YOUR TASK = Start at the line with "positive clicks: (1032, 1097)" in the records below, stop at the line with "positive clicks: (1986, 1286) (1876, 1273)", and return every line in that span exactly, the two end lines included.

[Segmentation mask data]
★ ★ ★ ★
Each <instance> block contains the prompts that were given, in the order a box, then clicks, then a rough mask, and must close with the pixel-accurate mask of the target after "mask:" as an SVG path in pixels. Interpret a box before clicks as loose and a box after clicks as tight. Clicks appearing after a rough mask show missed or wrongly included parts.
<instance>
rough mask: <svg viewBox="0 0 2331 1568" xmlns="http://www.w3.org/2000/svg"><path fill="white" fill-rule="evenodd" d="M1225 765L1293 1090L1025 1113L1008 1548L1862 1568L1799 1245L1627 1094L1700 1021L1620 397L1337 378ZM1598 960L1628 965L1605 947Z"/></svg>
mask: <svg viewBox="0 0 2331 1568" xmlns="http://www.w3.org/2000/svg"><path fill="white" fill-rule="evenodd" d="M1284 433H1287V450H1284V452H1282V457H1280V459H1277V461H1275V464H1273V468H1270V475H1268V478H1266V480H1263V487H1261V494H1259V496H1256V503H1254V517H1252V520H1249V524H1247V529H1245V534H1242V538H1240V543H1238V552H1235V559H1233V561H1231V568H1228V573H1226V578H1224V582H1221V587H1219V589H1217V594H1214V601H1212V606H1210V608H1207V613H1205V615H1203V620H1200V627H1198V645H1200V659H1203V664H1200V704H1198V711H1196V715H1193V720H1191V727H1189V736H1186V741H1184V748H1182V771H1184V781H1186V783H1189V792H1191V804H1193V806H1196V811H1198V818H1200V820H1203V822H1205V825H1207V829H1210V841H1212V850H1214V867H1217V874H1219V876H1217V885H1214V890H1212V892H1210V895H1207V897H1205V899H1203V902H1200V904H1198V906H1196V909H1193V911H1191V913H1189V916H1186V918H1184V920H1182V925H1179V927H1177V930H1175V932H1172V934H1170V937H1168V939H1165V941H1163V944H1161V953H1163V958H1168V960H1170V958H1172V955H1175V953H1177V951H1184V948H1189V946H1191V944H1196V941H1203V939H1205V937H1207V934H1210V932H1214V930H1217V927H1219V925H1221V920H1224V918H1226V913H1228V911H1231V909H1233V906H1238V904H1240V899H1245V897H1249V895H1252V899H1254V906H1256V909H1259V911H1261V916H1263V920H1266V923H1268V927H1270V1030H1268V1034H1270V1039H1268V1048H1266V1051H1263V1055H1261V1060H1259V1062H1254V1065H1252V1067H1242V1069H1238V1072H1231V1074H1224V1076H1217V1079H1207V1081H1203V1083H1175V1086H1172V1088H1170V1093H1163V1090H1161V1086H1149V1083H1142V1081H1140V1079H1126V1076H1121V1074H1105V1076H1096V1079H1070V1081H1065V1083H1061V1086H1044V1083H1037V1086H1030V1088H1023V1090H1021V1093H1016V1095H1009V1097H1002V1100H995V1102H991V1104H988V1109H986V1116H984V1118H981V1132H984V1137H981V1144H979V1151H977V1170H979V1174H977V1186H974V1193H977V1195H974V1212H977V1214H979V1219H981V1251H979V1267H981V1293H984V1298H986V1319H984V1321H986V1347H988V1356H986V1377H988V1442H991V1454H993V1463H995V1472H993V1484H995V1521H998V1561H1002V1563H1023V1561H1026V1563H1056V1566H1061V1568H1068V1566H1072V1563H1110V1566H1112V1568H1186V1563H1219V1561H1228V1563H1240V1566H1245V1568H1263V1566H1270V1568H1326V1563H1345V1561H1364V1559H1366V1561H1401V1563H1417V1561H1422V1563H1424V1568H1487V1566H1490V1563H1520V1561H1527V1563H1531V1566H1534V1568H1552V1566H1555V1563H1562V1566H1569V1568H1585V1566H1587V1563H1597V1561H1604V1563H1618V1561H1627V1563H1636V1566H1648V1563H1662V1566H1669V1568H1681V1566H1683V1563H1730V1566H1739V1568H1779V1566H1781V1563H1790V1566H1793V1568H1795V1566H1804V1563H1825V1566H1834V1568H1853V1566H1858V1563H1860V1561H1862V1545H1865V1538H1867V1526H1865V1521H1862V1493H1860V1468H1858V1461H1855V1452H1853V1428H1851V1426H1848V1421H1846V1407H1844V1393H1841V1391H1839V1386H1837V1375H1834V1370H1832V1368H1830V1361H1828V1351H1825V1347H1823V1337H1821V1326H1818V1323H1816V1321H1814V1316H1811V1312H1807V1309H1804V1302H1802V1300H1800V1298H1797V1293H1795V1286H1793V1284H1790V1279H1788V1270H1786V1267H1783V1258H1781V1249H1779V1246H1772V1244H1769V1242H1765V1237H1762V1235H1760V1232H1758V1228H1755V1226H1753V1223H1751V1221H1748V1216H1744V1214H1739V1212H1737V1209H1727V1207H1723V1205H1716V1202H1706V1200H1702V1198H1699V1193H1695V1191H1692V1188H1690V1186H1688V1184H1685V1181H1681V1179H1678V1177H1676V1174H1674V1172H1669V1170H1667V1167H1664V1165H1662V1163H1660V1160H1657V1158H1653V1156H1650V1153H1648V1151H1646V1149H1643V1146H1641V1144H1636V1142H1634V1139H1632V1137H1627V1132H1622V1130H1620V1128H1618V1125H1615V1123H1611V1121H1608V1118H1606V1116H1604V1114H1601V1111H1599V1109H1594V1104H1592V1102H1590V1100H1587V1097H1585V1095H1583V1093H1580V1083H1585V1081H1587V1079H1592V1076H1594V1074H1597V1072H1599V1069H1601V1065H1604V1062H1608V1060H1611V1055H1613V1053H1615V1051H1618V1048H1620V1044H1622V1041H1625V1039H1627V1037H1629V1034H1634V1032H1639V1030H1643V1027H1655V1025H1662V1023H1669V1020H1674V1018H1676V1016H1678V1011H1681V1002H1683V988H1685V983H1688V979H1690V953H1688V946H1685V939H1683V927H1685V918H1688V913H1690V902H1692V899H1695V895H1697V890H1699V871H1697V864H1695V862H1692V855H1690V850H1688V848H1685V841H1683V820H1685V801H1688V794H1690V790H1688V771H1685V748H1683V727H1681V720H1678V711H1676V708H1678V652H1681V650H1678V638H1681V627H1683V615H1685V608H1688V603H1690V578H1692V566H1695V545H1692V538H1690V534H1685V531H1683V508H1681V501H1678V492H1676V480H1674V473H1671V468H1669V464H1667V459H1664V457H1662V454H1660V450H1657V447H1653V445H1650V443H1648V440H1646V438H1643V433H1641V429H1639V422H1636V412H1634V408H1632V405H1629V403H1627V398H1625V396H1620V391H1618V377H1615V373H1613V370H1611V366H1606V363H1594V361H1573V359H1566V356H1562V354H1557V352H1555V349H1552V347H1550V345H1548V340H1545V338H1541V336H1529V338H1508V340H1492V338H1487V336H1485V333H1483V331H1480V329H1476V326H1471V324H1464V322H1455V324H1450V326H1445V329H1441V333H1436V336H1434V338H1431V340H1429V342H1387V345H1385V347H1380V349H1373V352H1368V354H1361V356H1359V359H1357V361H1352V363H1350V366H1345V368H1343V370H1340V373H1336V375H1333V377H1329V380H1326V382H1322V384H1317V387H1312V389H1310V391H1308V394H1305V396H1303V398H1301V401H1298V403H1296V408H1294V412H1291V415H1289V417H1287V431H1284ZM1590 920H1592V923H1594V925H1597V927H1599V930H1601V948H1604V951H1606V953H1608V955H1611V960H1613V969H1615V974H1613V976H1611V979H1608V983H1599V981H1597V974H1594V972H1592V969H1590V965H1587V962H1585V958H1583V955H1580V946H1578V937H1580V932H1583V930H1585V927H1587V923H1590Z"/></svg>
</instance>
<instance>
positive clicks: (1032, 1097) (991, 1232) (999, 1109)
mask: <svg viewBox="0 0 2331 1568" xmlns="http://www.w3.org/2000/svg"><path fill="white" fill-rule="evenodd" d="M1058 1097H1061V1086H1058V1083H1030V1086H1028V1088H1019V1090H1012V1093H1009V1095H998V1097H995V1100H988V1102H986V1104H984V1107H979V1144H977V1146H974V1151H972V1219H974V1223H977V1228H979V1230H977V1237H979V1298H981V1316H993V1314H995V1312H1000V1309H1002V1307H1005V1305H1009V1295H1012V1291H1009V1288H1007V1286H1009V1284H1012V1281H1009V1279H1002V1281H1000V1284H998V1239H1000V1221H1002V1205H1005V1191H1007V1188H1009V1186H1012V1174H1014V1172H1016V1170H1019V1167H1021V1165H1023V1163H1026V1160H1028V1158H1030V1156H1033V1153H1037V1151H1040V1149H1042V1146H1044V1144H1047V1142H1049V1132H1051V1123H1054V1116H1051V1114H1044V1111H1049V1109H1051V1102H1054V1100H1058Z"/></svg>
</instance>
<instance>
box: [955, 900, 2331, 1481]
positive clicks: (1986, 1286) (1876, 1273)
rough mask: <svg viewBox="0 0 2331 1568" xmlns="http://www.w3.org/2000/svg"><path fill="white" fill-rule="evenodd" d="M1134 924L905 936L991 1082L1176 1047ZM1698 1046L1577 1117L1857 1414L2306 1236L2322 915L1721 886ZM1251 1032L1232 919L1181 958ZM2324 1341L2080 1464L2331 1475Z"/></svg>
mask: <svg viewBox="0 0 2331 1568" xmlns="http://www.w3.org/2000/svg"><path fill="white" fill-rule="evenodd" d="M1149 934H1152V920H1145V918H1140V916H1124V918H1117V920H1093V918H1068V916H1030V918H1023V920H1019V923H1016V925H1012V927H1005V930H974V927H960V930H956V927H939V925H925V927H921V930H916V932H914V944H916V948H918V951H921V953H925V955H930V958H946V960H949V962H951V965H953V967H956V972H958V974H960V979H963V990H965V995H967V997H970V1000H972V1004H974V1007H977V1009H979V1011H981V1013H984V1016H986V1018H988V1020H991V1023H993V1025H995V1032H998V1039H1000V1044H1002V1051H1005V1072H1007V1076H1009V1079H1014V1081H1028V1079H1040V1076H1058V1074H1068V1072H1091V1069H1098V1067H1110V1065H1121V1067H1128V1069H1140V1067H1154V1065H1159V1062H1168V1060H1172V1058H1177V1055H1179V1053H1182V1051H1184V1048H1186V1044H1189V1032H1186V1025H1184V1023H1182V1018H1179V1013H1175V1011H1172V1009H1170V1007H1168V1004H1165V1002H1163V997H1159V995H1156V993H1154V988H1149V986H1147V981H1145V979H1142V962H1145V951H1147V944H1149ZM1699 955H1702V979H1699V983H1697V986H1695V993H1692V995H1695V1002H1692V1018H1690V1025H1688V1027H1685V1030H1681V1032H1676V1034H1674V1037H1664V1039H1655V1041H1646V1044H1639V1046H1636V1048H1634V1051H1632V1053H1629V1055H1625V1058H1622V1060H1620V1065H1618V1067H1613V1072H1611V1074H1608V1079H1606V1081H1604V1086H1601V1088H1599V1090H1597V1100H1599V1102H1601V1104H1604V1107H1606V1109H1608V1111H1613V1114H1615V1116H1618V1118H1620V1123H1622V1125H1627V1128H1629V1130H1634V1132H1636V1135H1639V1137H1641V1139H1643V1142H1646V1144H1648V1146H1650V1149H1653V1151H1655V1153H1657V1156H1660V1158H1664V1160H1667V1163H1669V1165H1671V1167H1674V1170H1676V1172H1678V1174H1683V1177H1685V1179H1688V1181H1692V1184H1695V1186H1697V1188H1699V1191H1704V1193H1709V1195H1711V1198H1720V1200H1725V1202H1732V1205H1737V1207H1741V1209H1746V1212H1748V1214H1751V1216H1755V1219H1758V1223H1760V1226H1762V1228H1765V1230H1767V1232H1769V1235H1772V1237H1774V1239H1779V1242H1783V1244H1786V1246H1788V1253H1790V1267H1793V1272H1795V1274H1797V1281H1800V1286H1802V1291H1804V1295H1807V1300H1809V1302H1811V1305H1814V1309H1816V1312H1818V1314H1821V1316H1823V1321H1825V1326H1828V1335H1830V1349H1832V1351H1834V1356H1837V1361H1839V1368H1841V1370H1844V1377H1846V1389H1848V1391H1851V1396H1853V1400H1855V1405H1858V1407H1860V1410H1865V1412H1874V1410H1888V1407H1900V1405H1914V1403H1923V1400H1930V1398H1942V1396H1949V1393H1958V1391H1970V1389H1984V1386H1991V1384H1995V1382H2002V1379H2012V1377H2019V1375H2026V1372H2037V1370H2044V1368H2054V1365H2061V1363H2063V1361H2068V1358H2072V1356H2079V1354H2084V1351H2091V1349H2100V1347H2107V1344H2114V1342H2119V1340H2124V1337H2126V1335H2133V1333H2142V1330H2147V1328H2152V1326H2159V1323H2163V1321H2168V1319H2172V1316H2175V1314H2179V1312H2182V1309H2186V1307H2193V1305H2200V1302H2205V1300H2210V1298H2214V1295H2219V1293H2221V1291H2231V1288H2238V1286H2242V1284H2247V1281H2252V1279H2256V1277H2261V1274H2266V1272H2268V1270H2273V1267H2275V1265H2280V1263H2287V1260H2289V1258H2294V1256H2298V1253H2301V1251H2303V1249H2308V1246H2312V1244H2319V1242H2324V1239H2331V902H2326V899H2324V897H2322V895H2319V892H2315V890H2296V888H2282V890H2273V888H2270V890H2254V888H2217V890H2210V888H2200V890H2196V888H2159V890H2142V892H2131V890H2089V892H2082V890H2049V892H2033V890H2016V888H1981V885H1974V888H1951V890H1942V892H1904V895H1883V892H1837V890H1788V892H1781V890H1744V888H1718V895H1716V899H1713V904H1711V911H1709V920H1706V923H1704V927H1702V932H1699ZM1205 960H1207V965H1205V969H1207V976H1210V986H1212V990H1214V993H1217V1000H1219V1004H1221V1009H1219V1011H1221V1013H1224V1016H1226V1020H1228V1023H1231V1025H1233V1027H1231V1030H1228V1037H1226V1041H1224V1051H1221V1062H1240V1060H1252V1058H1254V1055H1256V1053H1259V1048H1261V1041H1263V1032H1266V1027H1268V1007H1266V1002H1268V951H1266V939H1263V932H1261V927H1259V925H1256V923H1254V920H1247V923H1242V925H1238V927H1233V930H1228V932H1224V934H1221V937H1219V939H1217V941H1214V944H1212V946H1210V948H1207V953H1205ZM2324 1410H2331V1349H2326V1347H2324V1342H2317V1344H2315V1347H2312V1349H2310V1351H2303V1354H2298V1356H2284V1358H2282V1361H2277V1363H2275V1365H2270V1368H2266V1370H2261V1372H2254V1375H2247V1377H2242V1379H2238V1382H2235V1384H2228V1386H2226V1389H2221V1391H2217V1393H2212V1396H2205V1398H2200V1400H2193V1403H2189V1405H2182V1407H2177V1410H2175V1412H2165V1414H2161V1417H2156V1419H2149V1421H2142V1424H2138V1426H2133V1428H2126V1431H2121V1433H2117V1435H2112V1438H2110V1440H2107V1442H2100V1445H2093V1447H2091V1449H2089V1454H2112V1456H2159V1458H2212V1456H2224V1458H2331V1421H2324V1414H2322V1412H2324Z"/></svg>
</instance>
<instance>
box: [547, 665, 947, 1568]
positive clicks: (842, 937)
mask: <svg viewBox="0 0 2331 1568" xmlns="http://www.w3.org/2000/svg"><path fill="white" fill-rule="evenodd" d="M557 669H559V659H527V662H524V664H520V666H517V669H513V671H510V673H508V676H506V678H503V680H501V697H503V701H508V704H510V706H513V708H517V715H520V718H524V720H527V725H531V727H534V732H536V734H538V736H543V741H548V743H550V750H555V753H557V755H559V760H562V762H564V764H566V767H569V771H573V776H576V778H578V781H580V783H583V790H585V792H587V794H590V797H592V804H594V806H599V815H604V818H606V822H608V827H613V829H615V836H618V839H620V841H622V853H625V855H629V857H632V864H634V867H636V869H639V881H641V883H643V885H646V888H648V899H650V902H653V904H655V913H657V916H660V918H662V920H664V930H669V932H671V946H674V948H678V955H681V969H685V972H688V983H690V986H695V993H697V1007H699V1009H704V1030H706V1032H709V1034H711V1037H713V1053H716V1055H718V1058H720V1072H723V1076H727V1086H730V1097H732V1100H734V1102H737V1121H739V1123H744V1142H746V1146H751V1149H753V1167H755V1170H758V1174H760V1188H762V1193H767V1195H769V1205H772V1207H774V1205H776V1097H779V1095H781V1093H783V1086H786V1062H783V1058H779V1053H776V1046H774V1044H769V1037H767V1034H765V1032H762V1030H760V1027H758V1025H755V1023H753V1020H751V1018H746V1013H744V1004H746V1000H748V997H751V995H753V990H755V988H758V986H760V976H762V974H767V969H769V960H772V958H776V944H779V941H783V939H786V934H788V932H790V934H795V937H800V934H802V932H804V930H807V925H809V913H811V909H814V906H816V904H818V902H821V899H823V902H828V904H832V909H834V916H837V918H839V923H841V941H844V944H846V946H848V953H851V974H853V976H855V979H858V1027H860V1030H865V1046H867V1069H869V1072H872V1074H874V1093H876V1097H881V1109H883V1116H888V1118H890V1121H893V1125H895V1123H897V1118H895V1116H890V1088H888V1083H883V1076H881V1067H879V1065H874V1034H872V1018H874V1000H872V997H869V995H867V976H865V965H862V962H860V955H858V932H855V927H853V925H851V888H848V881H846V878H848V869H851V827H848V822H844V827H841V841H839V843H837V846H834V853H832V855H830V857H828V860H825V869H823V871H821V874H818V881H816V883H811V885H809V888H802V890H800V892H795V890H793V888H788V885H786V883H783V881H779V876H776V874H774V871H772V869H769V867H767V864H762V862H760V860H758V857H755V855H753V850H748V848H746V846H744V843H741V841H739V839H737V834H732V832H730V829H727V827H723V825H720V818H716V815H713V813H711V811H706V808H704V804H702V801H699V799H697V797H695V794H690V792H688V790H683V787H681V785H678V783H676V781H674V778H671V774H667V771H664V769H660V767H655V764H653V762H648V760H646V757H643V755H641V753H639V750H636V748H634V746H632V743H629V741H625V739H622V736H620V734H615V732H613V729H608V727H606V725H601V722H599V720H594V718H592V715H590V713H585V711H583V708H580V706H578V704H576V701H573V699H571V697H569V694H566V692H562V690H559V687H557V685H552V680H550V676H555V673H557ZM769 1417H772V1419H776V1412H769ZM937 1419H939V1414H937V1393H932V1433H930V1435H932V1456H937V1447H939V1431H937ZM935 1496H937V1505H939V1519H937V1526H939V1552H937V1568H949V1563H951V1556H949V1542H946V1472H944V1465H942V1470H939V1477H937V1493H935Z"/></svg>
★ ★ ★ ★
RESPONSE AREA =
positive clicks: (1032, 1097) (991, 1232) (999, 1109)
mask: <svg viewBox="0 0 2331 1568" xmlns="http://www.w3.org/2000/svg"><path fill="white" fill-rule="evenodd" d="M1058 1097H1061V1086H1058V1083H1030V1086H1028V1088H1019V1090H1012V1093H1009V1095H998V1097H995V1100H988V1102H986V1104H984V1107H979V1144H977V1146H974V1151H972V1219H974V1223H977V1228H979V1230H977V1237H979V1298H981V1316H993V1314H995V1312H1000V1309H1002V1307H1005V1305H1009V1295H1012V1291H1009V1288H1007V1286H1009V1284H1012V1281H1009V1279H1002V1281H1000V1284H998V1239H1000V1221H1002V1205H1005V1191H1007V1188H1009V1186H1012V1174H1014V1172H1016V1170H1019V1167H1021V1165H1023V1163H1026V1160H1028V1158H1030V1156H1033V1153H1037V1151H1040V1149H1042V1146H1044V1144H1047V1142H1049V1132H1051V1123H1054V1116H1051V1114H1044V1111H1049V1109H1051V1102H1054V1100H1058Z"/></svg>
</instance>
<instance>
box: [955, 900, 2331, 1481]
positive clicks: (1986, 1286) (1876, 1273)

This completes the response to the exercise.